_Provided entries_:
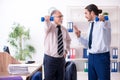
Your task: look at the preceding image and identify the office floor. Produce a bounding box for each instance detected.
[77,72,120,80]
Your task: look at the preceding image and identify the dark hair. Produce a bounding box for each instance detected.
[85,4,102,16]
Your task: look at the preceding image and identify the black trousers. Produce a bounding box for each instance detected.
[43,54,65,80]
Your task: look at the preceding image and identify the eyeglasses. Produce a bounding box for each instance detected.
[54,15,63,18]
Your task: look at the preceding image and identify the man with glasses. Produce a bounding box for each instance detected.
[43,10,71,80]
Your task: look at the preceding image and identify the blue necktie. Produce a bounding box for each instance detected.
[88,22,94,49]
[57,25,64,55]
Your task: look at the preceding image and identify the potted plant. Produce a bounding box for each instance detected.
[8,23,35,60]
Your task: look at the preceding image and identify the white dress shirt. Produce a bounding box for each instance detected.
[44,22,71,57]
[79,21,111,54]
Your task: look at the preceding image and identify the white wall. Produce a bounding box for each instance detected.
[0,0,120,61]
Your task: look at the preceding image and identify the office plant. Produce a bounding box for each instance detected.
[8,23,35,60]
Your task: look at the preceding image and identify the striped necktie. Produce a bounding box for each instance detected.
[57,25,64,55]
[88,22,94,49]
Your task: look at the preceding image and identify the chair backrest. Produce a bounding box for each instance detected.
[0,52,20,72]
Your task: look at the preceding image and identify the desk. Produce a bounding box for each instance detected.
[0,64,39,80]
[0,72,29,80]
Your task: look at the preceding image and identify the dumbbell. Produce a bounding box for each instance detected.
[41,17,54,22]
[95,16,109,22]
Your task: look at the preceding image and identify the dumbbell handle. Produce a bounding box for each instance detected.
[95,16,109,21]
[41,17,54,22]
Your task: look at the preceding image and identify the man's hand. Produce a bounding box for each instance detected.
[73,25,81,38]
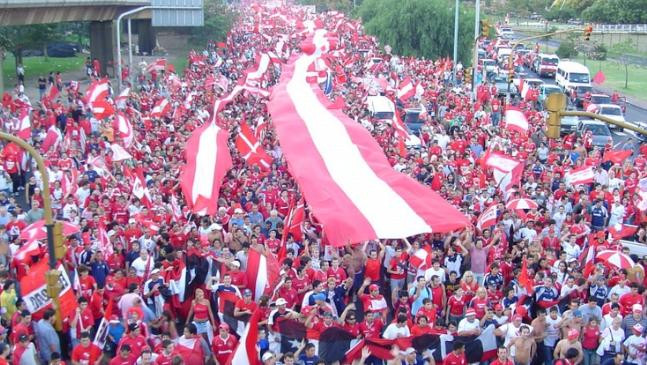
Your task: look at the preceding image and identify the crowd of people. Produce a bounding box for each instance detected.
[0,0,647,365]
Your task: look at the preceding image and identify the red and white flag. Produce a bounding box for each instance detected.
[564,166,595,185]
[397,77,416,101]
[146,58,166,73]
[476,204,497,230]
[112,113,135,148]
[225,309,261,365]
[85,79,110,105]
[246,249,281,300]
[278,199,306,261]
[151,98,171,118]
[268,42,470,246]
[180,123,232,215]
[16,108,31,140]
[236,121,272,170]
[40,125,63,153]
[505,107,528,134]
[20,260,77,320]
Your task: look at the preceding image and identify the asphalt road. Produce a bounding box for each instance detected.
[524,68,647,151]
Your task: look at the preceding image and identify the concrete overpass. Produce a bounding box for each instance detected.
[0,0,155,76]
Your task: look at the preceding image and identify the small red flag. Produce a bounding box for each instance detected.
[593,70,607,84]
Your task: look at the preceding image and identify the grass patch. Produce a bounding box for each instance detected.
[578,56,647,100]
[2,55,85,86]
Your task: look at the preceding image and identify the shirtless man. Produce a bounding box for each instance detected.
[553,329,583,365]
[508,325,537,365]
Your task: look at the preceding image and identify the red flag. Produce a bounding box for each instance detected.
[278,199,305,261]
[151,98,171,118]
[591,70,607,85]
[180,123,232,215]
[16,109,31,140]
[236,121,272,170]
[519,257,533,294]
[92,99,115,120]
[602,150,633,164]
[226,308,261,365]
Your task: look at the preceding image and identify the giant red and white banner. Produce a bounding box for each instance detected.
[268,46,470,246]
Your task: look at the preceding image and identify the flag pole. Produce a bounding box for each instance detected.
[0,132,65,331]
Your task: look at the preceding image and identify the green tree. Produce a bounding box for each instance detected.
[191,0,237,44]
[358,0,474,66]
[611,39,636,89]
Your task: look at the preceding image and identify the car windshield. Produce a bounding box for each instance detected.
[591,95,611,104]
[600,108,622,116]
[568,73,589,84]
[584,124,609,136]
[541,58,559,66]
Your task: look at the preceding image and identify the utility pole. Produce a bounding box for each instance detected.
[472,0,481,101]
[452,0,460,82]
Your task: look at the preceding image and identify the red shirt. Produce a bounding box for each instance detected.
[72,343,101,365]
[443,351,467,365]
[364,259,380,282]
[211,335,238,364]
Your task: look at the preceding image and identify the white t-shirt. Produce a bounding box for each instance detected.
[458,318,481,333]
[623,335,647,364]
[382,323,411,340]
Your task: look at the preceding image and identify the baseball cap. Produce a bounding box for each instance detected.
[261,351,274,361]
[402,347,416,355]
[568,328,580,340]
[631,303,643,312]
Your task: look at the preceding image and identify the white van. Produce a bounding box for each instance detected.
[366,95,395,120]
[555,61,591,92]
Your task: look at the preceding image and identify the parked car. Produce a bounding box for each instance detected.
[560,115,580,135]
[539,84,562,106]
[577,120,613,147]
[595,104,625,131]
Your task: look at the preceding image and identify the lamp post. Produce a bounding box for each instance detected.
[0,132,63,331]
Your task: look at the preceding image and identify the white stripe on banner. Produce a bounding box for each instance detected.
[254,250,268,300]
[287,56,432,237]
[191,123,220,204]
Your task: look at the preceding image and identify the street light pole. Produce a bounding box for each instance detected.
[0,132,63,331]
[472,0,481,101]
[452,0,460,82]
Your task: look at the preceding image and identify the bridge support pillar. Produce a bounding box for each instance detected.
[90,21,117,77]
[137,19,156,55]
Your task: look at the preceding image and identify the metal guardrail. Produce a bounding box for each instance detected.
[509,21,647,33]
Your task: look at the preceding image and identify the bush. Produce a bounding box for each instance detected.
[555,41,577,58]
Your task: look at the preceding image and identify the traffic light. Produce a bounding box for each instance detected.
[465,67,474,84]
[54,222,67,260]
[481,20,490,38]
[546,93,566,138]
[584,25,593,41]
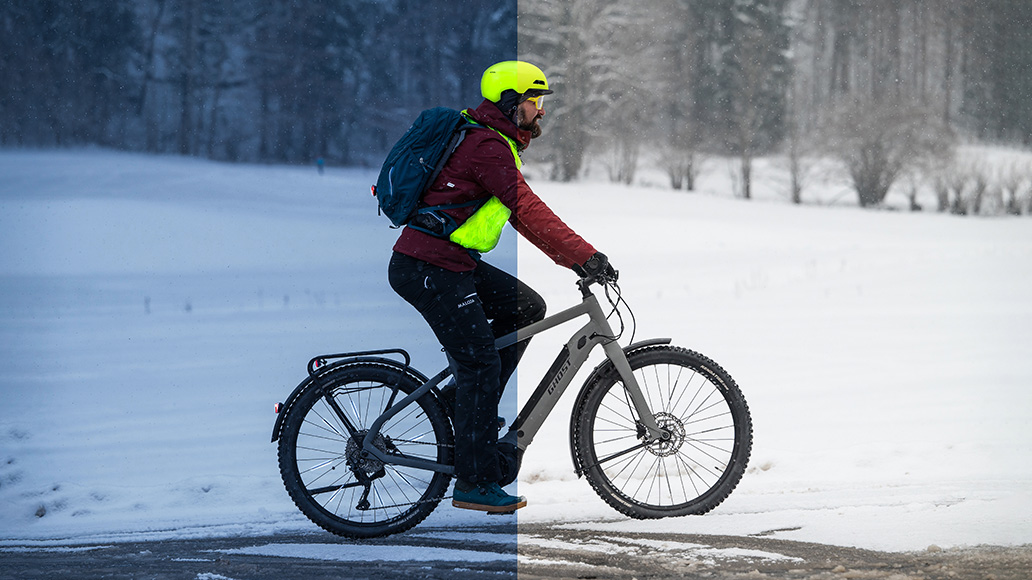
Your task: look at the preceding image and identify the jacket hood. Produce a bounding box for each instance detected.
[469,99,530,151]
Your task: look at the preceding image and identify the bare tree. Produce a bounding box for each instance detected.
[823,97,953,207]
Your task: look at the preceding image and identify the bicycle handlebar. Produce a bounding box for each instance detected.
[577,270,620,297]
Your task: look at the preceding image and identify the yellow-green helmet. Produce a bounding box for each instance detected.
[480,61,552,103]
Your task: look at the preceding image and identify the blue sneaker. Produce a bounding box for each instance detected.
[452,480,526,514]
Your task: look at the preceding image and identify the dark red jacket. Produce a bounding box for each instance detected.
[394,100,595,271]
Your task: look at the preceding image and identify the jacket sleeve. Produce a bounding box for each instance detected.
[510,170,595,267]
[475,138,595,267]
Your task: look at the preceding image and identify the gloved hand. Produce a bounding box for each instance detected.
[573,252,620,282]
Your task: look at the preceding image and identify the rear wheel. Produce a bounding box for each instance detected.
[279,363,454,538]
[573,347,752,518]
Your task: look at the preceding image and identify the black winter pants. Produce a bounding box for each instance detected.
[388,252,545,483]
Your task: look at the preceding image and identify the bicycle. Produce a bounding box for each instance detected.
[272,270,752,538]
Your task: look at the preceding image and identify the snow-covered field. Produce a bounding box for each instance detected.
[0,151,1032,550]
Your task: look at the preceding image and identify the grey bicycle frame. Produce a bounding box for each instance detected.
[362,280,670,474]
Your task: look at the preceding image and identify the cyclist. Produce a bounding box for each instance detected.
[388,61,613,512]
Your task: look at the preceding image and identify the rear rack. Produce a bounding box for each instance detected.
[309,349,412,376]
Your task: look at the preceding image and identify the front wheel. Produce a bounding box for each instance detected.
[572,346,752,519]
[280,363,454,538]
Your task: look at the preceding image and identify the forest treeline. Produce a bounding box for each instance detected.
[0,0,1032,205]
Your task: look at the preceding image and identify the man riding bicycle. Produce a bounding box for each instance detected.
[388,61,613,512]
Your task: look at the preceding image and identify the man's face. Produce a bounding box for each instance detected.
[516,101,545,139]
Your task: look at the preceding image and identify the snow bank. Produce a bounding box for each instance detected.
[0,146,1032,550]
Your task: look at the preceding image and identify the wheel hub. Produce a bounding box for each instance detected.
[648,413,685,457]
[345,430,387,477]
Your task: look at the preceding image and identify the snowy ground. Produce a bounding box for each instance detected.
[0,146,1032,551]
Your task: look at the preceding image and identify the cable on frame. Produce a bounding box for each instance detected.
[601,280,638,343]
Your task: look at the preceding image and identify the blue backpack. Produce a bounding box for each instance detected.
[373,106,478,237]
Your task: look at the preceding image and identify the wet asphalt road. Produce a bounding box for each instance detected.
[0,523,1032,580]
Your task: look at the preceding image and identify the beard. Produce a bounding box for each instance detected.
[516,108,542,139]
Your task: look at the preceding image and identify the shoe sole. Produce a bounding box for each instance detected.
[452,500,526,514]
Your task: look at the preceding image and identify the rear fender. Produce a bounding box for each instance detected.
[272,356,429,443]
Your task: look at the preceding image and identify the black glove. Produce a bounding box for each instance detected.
* * *
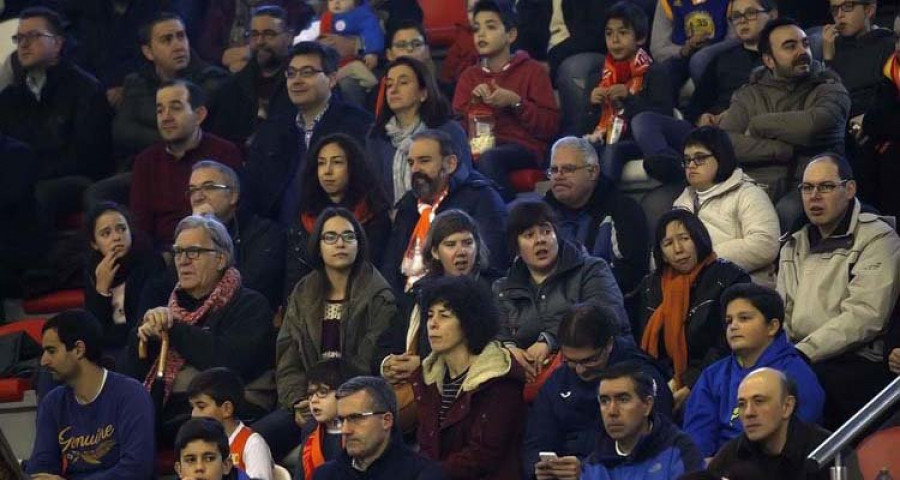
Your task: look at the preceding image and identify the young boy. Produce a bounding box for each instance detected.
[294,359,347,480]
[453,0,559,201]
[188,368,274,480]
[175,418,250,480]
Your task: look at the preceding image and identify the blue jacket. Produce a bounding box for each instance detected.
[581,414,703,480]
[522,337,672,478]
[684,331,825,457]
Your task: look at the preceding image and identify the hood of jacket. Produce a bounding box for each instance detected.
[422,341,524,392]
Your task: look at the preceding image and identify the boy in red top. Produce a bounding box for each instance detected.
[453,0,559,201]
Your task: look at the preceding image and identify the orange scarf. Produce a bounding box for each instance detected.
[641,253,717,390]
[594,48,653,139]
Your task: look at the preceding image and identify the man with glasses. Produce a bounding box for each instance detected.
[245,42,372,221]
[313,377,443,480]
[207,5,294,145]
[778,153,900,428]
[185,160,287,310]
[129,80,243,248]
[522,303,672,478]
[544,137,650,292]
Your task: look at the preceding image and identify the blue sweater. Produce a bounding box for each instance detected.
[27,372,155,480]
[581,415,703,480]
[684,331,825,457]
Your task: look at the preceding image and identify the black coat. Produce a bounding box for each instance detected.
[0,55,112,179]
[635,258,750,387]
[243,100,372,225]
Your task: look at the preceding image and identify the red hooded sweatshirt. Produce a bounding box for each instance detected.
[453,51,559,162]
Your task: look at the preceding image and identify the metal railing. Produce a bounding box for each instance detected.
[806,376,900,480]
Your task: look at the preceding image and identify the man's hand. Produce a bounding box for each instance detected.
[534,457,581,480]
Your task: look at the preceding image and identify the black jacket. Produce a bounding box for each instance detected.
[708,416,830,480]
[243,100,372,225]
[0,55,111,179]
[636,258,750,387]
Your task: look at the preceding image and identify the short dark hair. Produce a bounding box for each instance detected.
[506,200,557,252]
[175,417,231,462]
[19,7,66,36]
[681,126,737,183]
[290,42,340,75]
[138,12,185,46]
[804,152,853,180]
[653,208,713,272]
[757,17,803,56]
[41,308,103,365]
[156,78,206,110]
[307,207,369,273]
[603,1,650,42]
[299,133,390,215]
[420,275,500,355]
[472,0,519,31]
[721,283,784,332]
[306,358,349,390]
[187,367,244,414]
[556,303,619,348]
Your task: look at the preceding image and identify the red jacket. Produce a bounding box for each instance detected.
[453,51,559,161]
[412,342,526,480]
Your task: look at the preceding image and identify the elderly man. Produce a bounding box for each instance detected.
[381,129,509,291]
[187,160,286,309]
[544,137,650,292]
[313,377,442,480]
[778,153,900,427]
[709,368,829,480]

_Aim of the exercise_:
Reproduce the items above word for word, starting at the line containing "the office floor." and ending at the line containing "[0,0,120,61]", with both of those lines included.

_Response to this exercise_:
Your task: look at the preceding image and identify the office floor. Produce a bounding box for each instance detected.
[77,72,120,80]
Your task: look at the preceding image and identify the dark hair. Produce a bounding box for each instance detected.
[85,4,102,16]
Your task: look at the preceding image and identify the black trousers. Produce a bounding box for each instance detected.
[43,54,65,80]
Your task: look at the preceding image and identify the eyeglasses. Produce a bounding box for each instance detected.
[54,15,63,18]
Your task: look at the preceding image and identify the man with glasses. Produce a bounding box for each instance detected.
[43,10,71,80]
Your task: look at the preceding image and identify the blue necktie. Produce a bounding box for each instance detected.
[88,22,94,49]
[57,25,64,55]
Your task: look at the preceding image and identify the potted plant. Produce a bounding box for each instance detected.
[8,23,35,60]
Your task: look at the preceding image and identify the white dress shirt. Produce a bounding box for each instance detected.
[44,22,71,57]
[79,21,111,54]
Your task: look at the preceding image and identify the white wall. Produce a bounding box for each instance detected.
[0,0,120,61]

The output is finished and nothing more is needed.